**Your objective:** Write the next part of the text describing books on labor union strategy, starting after its final sentence.

**Text segment:**
Start of Block

Blue-Green Coalitions examines three distinct attempts to build coalitions between environmentalists and labor, in search of lessons that will help future Blue-Green formations develop and succeed.  With almost everyone, including Big Oil and coal companies, wrapping themselves in the green flag, the labor movement needs to dig beneath the surface to deeply understand the politics of Green, how they relate to the recession and jobs, and how to connect with the environmental movement.

Never Good Enough evaluates union-based workforce training in the health care sector. It raises important issues about the collective worker voice in the work process (or lack thereof), about ideology embedded in training, and about union strategies around work organization. As we potentially face a new round of restructuring stemming from health care reform-and as billions of federal stimulus dollars are devoted to promoting management-driven technological transformation in health care and providing training to support that transformation-this book’s relevance only grows. Unions will have to figure out if they are going to sit on the sidelines and watch, or engage in a fundamental challenge to management’s right to design, develop, and implement new technologies and work-restructuring programs without significant collective workforce input.

End of Block

**Data to examine:**
Start of Block

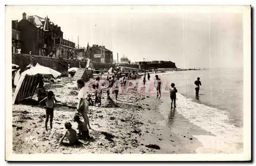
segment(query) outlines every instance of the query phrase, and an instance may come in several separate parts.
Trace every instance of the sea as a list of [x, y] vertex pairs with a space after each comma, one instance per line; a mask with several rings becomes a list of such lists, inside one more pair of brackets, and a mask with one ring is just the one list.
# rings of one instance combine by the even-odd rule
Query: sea
[[[178, 90], [177, 112], [211, 133], [193, 136], [203, 145], [197, 150], [198, 153], [243, 153], [243, 68], [175, 71], [157, 75], [166, 89], [170, 83], [175, 84]], [[202, 83], [199, 98], [196, 97], [194, 84], [198, 77]], [[169, 105], [167, 91], [163, 91], [162, 94], [163, 104]], [[167, 123], [168, 118], [175, 118], [167, 115], [169, 109], [160, 111]]]

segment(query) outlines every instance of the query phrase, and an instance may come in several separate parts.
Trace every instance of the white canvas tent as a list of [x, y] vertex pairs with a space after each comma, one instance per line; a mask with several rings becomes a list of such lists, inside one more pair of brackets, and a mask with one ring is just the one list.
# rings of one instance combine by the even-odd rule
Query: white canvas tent
[[13, 83], [15, 86], [17, 86], [17, 84], [18, 84], [18, 80], [19, 80], [20, 77], [20, 69], [19, 69], [15, 73], [14, 83]]
[[22, 73], [16, 87], [13, 104], [17, 104], [22, 100], [32, 97], [42, 75], [50, 75], [56, 78], [60, 76], [61, 74], [60, 73], [41, 66], [37, 63], [35, 67]]

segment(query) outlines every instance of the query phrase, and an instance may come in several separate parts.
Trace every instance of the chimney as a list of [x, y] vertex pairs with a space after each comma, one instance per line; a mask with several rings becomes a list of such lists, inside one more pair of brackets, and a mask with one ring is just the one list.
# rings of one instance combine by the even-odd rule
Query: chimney
[[22, 18], [23, 19], [27, 19], [27, 14], [26, 14], [25, 12], [23, 13], [22, 16], [23, 16]]

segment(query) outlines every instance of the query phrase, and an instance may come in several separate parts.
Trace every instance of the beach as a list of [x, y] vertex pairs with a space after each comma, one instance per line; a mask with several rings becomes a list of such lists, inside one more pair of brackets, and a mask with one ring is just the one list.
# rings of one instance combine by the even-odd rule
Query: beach
[[[90, 87], [93, 82], [91, 80], [86, 86]], [[79, 89], [76, 81], [67, 77], [46, 83], [45, 86], [47, 90], [53, 90], [56, 99], [62, 103], [55, 107], [53, 129], [45, 131], [45, 108], [37, 105], [13, 105], [14, 153], [195, 153], [202, 145], [193, 135], [210, 135], [179, 114], [180, 108], [171, 110], [169, 103], [157, 99], [156, 94], [145, 93], [143, 87], [141, 90], [136, 90], [137, 84], [127, 92], [119, 92], [116, 102], [119, 107], [89, 106], [88, 116], [92, 129], [89, 129], [89, 134], [94, 140], [82, 146], [59, 146], [66, 132], [65, 123], [69, 121], [73, 129], [77, 128], [73, 118], [76, 112], [74, 108]], [[106, 98], [106, 90], [103, 89], [102, 103]], [[89, 90], [92, 92], [92, 89]], [[111, 97], [114, 99], [114, 94]], [[35, 95], [33, 99], [37, 99]], [[164, 121], [161, 113], [163, 109], [167, 110], [169, 116], [174, 116], [168, 120], [172, 126], [161, 124]]]

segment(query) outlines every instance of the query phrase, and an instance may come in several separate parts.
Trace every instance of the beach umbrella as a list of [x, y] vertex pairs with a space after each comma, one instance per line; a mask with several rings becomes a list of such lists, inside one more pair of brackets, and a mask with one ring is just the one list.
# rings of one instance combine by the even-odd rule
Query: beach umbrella
[[71, 67], [68, 70], [69, 72], [76, 72], [78, 69], [77, 67]]
[[45, 75], [51, 75], [56, 78], [60, 76], [61, 74], [58, 72], [57, 72], [53, 69], [49, 67], [45, 67], [40, 65], [38, 63], [36, 64], [35, 66], [34, 67], [30, 68], [29, 69], [24, 72], [22, 73], [22, 76], [25, 76], [26, 75], [29, 76], [35, 75], [37, 74], [41, 74]]

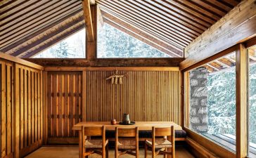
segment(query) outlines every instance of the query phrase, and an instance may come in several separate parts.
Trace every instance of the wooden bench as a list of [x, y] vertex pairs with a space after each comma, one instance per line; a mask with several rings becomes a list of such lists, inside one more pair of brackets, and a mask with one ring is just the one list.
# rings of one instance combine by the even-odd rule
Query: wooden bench
[[[186, 133], [184, 130], [175, 130], [175, 141], [185, 141]], [[106, 131], [105, 138], [109, 141], [115, 141], [115, 131]], [[144, 141], [145, 139], [151, 139], [152, 138], [151, 131], [139, 131], [139, 140]]]

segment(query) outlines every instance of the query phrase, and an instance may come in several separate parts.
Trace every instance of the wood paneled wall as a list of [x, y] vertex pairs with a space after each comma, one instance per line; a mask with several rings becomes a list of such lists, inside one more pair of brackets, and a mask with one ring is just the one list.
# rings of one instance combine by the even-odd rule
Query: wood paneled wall
[[[15, 126], [19, 126], [20, 157], [33, 151], [43, 140], [43, 73], [15, 64]], [[17, 130], [17, 129], [16, 129]], [[17, 140], [17, 142], [18, 140]]]
[[78, 136], [72, 127], [82, 121], [82, 72], [48, 72], [47, 83], [48, 143], [62, 143]]
[[132, 70], [118, 72], [127, 75], [117, 85], [105, 80], [115, 71], [87, 72], [87, 121], [122, 121], [129, 113], [132, 121], [179, 124], [179, 72]]
[[13, 64], [0, 60], [1, 157], [13, 157]]
[[43, 67], [1, 57], [1, 157], [23, 157], [42, 144]]

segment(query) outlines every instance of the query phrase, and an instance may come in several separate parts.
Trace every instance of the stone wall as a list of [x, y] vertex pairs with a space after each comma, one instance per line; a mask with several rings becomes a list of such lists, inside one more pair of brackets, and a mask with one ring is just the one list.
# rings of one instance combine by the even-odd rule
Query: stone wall
[[205, 67], [192, 70], [190, 76], [190, 128], [198, 133], [206, 133], [208, 126], [207, 74]]

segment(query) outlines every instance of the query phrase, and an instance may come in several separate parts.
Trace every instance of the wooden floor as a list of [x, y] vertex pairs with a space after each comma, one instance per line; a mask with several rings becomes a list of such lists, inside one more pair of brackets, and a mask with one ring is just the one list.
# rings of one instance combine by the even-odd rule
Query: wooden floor
[[[140, 157], [144, 157], [144, 150], [141, 149]], [[149, 153], [148, 158], [151, 157]], [[78, 158], [78, 146], [74, 147], [41, 147], [30, 155], [27, 156], [26, 158]], [[99, 158], [101, 157], [100, 155], [96, 154], [89, 157], [89, 158]], [[109, 153], [109, 157], [114, 157], [114, 150], [110, 150]], [[133, 156], [124, 154], [120, 157], [125, 158], [134, 158]], [[157, 157], [163, 157], [160, 155]], [[177, 147], [176, 148], [176, 157], [177, 158], [194, 158], [187, 150], [182, 147]]]

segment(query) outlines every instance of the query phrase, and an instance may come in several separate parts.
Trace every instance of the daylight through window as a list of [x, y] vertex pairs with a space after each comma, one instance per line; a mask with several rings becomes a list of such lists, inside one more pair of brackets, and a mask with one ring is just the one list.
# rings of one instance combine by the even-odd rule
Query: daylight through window
[[236, 54], [188, 72], [188, 127], [236, 150]]
[[170, 58], [166, 53], [105, 23], [98, 29], [97, 58]]
[[249, 155], [256, 155], [256, 46], [248, 48], [249, 55]]
[[85, 29], [71, 35], [34, 58], [85, 58]]

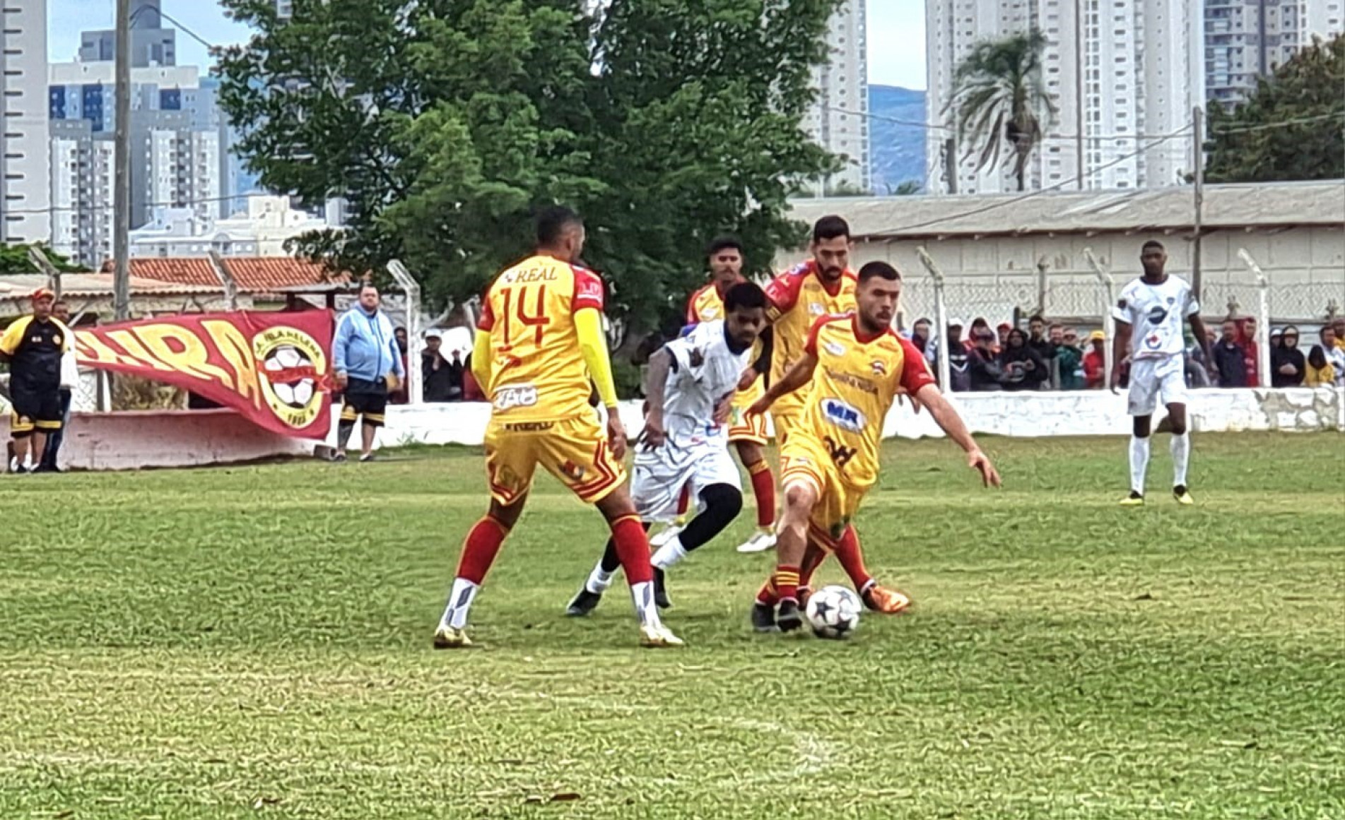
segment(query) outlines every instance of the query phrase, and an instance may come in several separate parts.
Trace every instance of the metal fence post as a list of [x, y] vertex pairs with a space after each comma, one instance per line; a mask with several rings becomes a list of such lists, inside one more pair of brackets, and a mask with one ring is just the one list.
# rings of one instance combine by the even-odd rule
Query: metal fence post
[[425, 398], [425, 391], [421, 388], [420, 282], [398, 259], [387, 262], [387, 273], [393, 274], [406, 293], [406, 402], [420, 405]]
[[939, 356], [935, 359], [935, 367], [939, 371], [936, 374], [939, 387], [944, 393], [952, 393], [952, 380], [948, 374], [948, 354], [952, 348], [948, 344], [948, 304], [944, 298], [943, 272], [933, 263], [933, 258], [923, 245], [916, 249], [916, 254], [920, 257], [920, 263], [929, 272], [929, 278], [933, 280], [933, 323], [936, 339], [939, 339]]
[[1098, 257], [1093, 255], [1092, 247], [1084, 249], [1084, 258], [1088, 259], [1088, 266], [1093, 269], [1093, 274], [1098, 277], [1098, 282], [1102, 285], [1098, 293], [1102, 294], [1102, 332], [1107, 337], [1103, 344], [1103, 384], [1111, 384], [1111, 371], [1120, 366], [1119, 362], [1112, 362], [1111, 344], [1112, 339], [1116, 337], [1116, 321], [1111, 317], [1111, 305], [1114, 293], [1116, 290], [1116, 281], [1111, 278], [1111, 274], [1102, 266]]
[[1256, 277], [1256, 336], [1252, 343], [1256, 345], [1256, 371], [1260, 374], [1262, 383], [1255, 384], [1255, 387], [1270, 387], [1274, 383], [1270, 372], [1270, 280], [1266, 278], [1266, 272], [1260, 269], [1245, 247], [1237, 249], [1237, 258]]

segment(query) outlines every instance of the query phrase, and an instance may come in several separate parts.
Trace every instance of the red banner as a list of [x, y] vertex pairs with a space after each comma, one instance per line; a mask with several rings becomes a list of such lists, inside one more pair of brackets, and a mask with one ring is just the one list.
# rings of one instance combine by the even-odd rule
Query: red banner
[[332, 316], [194, 313], [75, 331], [79, 364], [182, 387], [284, 436], [331, 429]]

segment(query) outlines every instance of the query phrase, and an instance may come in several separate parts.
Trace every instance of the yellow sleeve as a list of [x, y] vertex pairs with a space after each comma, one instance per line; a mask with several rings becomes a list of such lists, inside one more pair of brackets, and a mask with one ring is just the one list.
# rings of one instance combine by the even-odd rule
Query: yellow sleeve
[[603, 315], [593, 308], [574, 313], [574, 331], [580, 336], [580, 352], [589, 366], [589, 376], [597, 395], [608, 407], [616, 407], [616, 383], [612, 382], [612, 362], [607, 356], [607, 335], [603, 333]]
[[19, 350], [19, 344], [23, 343], [23, 332], [30, 321], [32, 321], [31, 316], [22, 316], [9, 323], [9, 327], [4, 329], [4, 336], [0, 336], [0, 354], [12, 356]]
[[482, 388], [482, 393], [490, 399], [491, 390], [491, 333], [490, 331], [477, 329], [472, 335], [472, 378], [476, 379], [476, 386]]

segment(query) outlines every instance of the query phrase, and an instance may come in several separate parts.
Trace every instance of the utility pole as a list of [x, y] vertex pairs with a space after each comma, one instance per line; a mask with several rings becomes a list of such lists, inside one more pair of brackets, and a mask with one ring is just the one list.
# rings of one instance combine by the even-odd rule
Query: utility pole
[[1192, 220], [1194, 227], [1194, 242], [1190, 247], [1190, 288], [1200, 298], [1200, 242], [1202, 229], [1202, 211], [1205, 208], [1205, 109], [1196, 106], [1193, 112], [1193, 156], [1196, 159], [1196, 216]]
[[117, 129], [113, 147], [112, 304], [130, 319], [130, 0], [117, 0]]

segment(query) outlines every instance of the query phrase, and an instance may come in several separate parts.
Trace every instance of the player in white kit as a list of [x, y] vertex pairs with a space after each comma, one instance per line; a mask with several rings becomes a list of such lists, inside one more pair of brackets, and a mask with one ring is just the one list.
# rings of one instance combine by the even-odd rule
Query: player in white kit
[[1112, 393], [1120, 386], [1120, 362], [1130, 358], [1130, 395], [1127, 405], [1135, 418], [1130, 438], [1130, 495], [1123, 507], [1145, 503], [1145, 473], [1149, 470], [1149, 434], [1154, 410], [1161, 401], [1171, 421], [1173, 496], [1180, 504], [1190, 504], [1186, 489], [1186, 466], [1190, 462], [1190, 433], [1186, 430], [1186, 343], [1182, 325], [1190, 329], [1205, 351], [1205, 362], [1213, 362], [1205, 323], [1200, 320], [1200, 304], [1190, 285], [1181, 277], [1167, 276], [1167, 251], [1162, 242], [1145, 242], [1139, 253], [1145, 276], [1132, 280], [1120, 292], [1120, 301], [1112, 311], [1116, 320], [1116, 339], [1112, 347]]
[[[646, 530], [677, 518], [678, 496], [690, 488], [701, 512], [654, 554], [654, 601], [670, 606], [664, 571], [707, 543], [742, 509], [742, 479], [729, 456], [728, 427], [717, 410], [737, 391], [752, 366], [753, 345], [767, 327], [765, 292], [740, 282], [724, 294], [724, 319], [703, 321], [650, 358], [648, 410], [635, 456], [631, 499]], [[726, 417], [725, 419], [726, 421]], [[620, 567], [608, 540], [603, 559], [565, 613], [586, 616], [603, 600]]]

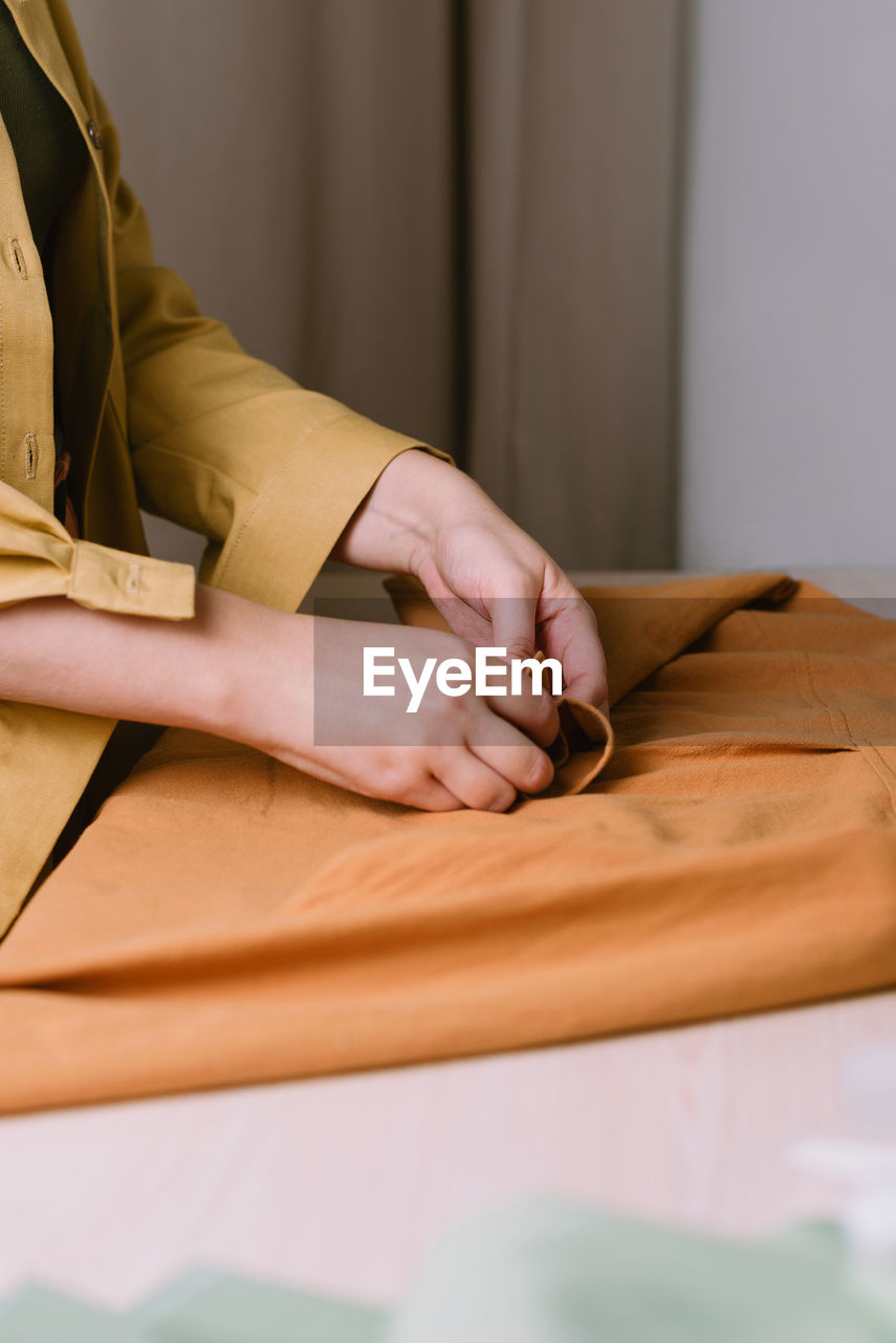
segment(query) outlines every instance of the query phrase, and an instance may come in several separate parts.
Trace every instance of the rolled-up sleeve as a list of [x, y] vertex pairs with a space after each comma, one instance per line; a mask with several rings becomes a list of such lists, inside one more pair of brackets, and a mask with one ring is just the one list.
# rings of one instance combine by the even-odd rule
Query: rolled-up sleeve
[[72, 540], [51, 513], [3, 483], [0, 556], [0, 606], [67, 596], [122, 615], [185, 620], [194, 611], [196, 575], [189, 564]]
[[113, 203], [127, 441], [144, 509], [208, 539], [203, 582], [296, 610], [384, 467], [408, 449], [452, 458], [300, 387], [204, 316], [157, 266], [142, 205], [118, 173], [97, 93]]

End of Block

**Written response:**
Lessons in Labor Solidarity



Condensed Capitalism: Campbell Soup and the Pursuit of Cheap Production in the Twentieth Century

By Daniel Sidorick


Forced to Be Good: Why Trade Agreements Boost Human Rights

By Emilie M. Hafner-Burton


Reviewed by Tim Beaty

How do we best protect the rights of workers in today’s global economy?  Within the labor community, there is a debate between two approaches: a focus on getting protective language into trade agreements versus an emphasis on strategic campaigns.  Two recent books offer very different perspectives on the issue, one through describing the history of a significant strategic campaign and the other through a largely statistical analysis of the effects of trade agreements.  Together they explain why, in many ways, we’re better off working together on coordinated, cross-union, cross-border campaigns. 

Strategic campaigns have a long history in the labor movement.  My first exposure was in 1978, when Baldemar Velasquez of the Farm Labor Organizing Committee (FLOC) came to the Notre Dame campus and inspired a group of us to join a boycott of Campbell Soup. Farm workers in Ohio would only achieve a fair contract if Campbell joined in three-way negotiations with tomato growers so that the price Campbell paid to the growers would cover the cost of fair wages and benefits for farm workers. A student referendum at Notre Dame convinced the administration to stop buying Campbell’s for the campus cafeterias. Finally, in 1986, FLOC won a groundbreaking three-way labor contract with Campbell and the growers. Since then, FLOC has expanded its organizing efforts to cucumber harvesters in North Carolina with a successful boycott of Mt. Olive pickles and is now building a union among R.J. Reynolds tobacco farm workers.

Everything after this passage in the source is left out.